=== Given entries ===

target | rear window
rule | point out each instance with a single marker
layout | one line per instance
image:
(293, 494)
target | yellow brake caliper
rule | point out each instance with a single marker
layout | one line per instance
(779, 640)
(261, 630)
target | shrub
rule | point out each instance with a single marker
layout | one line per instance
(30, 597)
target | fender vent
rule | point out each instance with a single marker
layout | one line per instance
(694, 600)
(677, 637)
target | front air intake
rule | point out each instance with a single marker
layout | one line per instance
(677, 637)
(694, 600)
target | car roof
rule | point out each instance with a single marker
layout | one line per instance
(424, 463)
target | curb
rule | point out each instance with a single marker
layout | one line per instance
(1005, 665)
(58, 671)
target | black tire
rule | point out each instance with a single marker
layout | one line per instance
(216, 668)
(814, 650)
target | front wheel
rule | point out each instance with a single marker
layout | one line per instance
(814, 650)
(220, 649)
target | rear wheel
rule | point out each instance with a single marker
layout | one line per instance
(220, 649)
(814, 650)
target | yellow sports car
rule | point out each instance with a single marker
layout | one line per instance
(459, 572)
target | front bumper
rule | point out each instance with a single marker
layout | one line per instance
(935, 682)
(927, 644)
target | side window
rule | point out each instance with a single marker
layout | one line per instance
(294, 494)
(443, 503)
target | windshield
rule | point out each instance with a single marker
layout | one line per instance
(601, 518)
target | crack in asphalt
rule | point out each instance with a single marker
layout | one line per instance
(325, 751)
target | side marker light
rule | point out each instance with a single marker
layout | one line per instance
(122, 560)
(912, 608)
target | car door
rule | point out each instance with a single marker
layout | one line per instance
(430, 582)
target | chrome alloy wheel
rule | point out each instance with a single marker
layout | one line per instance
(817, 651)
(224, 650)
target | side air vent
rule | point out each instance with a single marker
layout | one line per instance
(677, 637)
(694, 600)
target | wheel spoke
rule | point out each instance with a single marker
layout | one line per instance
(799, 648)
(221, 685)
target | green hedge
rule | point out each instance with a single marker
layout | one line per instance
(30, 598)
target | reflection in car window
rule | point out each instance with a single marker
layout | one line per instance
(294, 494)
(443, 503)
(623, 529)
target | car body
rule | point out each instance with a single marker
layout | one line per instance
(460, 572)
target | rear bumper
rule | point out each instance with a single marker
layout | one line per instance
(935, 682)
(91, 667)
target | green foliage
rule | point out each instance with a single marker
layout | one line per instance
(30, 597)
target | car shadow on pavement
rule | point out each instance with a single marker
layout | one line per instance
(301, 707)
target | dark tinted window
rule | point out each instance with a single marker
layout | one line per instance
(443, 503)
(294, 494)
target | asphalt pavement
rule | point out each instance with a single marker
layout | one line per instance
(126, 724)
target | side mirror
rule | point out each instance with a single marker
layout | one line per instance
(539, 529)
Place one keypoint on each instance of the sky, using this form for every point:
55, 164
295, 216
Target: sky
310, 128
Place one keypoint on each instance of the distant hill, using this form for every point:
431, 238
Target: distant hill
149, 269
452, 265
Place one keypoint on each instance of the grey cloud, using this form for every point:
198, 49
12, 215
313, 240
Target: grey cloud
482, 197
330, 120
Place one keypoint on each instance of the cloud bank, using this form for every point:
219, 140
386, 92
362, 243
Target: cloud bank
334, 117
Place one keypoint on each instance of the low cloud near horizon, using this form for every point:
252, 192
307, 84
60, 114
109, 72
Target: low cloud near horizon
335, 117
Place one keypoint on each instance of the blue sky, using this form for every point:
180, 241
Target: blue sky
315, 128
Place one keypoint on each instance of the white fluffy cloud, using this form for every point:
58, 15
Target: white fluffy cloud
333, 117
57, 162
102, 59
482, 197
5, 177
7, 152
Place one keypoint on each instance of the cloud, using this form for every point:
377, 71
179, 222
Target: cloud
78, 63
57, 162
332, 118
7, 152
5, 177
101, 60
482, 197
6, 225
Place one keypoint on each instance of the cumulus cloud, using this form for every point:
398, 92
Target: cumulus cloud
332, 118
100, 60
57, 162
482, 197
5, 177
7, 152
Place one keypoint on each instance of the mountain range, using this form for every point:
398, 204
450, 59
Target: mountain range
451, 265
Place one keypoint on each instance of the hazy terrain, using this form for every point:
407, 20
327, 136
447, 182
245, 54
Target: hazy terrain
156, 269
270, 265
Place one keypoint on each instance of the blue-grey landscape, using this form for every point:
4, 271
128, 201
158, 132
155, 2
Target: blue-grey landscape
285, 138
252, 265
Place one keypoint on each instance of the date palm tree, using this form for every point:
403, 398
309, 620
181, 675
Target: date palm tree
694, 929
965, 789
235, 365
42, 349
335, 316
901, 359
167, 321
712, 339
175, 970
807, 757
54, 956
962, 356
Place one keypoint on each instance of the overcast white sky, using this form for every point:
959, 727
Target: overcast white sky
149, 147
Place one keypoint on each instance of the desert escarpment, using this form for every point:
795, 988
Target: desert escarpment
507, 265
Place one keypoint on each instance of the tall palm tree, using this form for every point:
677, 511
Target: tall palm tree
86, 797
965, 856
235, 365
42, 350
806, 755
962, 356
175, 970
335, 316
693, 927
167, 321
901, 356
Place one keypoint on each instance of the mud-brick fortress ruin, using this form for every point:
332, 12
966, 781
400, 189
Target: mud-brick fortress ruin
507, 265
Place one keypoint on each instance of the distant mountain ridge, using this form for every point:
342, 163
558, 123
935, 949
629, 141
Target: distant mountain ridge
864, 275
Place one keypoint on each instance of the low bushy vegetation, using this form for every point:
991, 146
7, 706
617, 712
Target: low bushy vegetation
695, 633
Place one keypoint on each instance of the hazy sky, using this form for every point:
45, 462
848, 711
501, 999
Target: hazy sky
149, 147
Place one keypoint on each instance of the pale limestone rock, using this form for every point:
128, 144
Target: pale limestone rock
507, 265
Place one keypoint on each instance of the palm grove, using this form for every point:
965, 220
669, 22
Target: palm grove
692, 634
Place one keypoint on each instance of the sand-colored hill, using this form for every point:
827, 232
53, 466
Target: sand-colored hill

===
=== Given entries ===

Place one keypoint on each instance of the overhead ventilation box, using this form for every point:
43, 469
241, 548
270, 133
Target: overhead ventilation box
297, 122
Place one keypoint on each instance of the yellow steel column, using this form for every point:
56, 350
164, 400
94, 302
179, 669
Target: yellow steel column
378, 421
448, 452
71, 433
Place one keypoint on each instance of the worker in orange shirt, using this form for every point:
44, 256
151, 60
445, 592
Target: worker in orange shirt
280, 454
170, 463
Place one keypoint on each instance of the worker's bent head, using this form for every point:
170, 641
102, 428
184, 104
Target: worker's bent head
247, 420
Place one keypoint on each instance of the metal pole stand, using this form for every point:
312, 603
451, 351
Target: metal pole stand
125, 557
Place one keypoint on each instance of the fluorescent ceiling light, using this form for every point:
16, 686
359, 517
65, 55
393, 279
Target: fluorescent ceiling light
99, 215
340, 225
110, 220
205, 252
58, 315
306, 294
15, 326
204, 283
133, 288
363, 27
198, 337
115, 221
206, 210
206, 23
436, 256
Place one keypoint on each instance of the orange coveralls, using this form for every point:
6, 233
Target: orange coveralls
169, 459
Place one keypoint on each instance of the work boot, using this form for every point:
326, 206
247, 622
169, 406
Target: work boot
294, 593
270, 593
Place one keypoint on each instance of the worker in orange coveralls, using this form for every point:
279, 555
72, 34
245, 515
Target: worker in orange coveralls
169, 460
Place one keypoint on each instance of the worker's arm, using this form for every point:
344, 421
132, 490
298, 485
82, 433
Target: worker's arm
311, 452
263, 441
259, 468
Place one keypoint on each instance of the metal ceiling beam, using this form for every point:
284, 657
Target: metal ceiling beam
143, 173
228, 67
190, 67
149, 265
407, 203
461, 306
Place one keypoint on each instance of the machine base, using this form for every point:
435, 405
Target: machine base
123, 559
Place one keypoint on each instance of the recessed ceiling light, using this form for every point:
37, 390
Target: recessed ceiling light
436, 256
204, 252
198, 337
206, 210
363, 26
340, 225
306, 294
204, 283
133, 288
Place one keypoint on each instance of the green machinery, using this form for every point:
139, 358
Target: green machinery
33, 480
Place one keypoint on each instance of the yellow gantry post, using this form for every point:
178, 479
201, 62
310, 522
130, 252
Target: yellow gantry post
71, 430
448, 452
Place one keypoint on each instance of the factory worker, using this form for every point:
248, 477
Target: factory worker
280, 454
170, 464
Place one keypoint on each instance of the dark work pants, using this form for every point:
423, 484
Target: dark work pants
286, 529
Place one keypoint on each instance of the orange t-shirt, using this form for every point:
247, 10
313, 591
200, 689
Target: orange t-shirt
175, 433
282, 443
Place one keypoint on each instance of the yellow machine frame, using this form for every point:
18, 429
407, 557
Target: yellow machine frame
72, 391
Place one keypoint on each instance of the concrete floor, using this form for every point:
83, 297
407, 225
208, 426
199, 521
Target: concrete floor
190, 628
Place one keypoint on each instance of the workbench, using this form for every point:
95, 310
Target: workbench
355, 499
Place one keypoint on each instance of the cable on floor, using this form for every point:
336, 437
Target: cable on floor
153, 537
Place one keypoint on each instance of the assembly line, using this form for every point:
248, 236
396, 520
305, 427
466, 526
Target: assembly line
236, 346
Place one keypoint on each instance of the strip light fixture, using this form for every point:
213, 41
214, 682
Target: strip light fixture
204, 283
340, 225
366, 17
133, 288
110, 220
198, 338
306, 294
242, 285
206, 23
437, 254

===
=== Given entries ===

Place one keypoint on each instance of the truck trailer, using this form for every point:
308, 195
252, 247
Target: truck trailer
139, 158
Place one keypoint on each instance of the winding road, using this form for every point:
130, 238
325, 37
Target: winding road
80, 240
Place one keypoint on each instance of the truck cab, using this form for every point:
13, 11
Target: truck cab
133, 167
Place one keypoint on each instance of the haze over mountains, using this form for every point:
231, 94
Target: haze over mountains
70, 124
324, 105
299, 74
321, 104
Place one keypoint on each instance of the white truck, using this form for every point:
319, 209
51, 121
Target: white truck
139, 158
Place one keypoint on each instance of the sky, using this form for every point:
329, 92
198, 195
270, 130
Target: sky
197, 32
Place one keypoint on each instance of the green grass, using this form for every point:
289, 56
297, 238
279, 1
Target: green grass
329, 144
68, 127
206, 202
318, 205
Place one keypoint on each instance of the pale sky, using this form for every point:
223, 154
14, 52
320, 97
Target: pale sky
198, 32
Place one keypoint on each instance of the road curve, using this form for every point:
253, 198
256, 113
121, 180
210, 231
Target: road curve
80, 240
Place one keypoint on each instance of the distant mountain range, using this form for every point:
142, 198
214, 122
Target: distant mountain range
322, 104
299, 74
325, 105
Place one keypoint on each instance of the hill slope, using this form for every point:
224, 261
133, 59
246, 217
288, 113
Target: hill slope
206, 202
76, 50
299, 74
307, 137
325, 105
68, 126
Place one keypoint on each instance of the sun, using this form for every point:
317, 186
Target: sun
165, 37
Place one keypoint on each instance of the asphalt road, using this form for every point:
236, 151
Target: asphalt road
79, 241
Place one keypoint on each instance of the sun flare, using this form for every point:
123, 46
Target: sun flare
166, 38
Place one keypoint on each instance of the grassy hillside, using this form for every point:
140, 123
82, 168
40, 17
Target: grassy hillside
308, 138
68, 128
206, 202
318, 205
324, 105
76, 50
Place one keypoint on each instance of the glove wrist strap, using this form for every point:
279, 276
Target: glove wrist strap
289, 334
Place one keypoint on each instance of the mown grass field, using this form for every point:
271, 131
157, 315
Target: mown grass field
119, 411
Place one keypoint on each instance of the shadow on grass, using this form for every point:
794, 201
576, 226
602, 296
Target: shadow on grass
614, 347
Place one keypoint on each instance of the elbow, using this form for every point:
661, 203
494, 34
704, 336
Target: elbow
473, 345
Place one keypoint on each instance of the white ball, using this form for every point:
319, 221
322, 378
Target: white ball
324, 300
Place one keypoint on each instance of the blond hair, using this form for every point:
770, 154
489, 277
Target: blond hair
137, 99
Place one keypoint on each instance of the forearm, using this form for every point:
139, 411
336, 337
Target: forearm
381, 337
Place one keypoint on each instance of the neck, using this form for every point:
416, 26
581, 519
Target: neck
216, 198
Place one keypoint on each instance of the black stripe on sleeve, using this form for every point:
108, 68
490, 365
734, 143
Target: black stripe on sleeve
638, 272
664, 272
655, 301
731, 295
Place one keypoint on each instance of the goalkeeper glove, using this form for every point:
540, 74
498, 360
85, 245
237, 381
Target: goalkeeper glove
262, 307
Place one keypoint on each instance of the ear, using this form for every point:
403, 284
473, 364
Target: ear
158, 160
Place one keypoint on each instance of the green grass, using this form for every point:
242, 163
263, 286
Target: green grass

===

List every line in the entries above that contains the word "machinery", copying each one in full.

Place one keypoint on each instance of the green machinery, using this form for every point:
Target: green machinery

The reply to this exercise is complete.